Source text.
····················

You decide how to act, react, speak, and discipline yourself.
Be the change you want to see.
It’s not “impossible” to change the mood.
Why can’t you focus on the positive?
Speak life and not death.
Stop complaining.
Punch negativity in the face…figuratively.
We hurt others, because we’re hurt ourselves from something else.
Hurt people hurt people.
Let things go.
If you’re acting in generous ways and speaking to others in positive ways, they will notice and enjoy you more than if you were negative.

Out of all the classes I was asking these questions in, I “went off” in a specific one.  What I mean is that I raised my voice as if I was at a football game (those of you who’ve been at games with me understand). 

Let me explain.  A certain student was berated a teacher on how horrible they were.  I asked why they thought this.  They couldn’t give me a solid reasoning.  Now, I do understand that some teachers at times seem very unrealistic or are what us Health & PE majors call “ball rollers”.

····················

Work instructions.
[a] From the opening series of short statements in the positivity passage above, list every sentence phrased as a direct command.
[b] Repeat the positivity passage above word for word, starting at "Punch negativity in" and ending at "with me understand).".

Record set.
····················

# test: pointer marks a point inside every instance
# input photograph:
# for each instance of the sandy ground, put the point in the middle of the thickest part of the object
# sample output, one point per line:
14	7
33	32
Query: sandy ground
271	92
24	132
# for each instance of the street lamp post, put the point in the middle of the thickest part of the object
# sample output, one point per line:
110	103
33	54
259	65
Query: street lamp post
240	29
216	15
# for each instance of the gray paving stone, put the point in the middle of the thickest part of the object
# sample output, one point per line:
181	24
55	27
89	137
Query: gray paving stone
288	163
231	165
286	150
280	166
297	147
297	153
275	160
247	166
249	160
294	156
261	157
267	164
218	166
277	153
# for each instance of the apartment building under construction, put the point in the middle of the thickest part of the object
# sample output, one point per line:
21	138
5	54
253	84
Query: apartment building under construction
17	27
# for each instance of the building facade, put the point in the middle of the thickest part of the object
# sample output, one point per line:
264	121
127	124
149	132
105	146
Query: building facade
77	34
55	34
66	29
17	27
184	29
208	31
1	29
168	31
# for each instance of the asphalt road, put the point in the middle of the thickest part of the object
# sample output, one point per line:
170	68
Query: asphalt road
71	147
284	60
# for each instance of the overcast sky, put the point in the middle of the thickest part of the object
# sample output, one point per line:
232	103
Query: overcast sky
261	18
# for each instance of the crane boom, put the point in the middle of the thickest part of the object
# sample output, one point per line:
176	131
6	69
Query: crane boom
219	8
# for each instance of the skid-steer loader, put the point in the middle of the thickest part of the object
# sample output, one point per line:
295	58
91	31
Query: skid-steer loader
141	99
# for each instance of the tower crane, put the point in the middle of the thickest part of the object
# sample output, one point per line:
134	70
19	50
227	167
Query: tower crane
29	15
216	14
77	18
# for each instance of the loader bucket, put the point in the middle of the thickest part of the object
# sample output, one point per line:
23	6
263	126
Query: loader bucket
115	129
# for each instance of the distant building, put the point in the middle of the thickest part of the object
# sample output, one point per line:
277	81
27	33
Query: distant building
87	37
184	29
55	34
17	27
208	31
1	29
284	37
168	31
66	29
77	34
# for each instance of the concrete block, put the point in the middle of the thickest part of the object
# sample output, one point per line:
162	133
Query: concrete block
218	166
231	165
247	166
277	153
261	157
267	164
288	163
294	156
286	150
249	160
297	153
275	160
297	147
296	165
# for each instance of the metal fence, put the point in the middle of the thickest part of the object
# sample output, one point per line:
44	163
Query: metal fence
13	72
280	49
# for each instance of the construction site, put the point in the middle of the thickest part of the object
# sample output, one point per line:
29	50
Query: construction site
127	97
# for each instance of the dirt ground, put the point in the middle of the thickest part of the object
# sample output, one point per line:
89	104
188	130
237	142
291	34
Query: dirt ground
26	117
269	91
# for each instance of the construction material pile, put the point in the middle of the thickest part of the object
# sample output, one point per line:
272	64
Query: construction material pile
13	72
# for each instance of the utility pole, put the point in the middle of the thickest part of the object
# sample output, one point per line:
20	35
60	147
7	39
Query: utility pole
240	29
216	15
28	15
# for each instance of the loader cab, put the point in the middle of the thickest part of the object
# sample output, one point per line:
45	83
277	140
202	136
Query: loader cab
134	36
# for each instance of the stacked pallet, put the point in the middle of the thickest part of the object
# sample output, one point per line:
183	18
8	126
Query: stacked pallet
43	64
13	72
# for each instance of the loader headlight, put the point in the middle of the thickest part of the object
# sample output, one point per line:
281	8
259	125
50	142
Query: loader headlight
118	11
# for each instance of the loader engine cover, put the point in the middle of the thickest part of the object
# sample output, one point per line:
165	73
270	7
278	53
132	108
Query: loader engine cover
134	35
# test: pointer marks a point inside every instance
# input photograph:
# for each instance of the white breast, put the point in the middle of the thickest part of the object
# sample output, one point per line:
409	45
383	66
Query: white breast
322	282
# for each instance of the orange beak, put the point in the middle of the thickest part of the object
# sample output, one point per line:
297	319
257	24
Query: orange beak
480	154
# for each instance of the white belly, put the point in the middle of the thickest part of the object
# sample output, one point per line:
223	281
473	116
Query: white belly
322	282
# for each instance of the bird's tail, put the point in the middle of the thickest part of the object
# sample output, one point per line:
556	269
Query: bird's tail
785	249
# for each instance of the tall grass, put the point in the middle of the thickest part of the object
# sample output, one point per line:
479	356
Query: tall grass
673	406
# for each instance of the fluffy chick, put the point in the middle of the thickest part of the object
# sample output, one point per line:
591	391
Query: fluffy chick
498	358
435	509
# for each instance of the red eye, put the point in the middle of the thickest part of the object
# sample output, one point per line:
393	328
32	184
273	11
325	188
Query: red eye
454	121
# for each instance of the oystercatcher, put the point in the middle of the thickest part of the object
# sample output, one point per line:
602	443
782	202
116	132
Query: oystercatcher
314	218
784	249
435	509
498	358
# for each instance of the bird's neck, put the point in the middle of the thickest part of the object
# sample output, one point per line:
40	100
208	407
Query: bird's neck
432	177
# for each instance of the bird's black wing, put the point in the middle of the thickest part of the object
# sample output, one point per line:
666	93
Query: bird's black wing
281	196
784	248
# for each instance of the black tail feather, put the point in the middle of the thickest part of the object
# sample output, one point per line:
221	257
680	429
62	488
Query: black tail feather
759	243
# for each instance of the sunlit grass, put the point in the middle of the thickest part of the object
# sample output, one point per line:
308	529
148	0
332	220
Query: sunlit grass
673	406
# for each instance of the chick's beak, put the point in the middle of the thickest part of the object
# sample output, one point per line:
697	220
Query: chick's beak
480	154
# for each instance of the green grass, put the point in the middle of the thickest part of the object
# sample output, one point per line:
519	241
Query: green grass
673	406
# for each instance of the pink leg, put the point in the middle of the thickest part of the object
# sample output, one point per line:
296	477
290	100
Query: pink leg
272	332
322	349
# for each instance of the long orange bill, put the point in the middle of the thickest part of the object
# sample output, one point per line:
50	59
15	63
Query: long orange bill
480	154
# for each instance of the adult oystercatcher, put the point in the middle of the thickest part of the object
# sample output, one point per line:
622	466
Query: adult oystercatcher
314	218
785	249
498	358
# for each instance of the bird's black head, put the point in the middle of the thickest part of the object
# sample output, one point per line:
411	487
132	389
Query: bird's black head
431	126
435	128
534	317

····················

Worked solutions.
[a]
- Be the change you want to see.
- Speak life and not death.
- Stop complaining.
- Punch negativity in the face…figuratively.
- Let things go.

[b]
Punch negativity in the face…figuratively.
We hurt others, because we’re hurt ourselves from something else.
Hurt people hurt people.
Let things go.
If you’re acting in generous ways and speaking to others in positive ways, they will notice and enjoy you more than if you were negative.

Out of all the classes I was asking these questions in, I “went off” in a specific one.  What I mean is that I raised my voice as if I was at a football game (those of you who’ve been at games with me understand).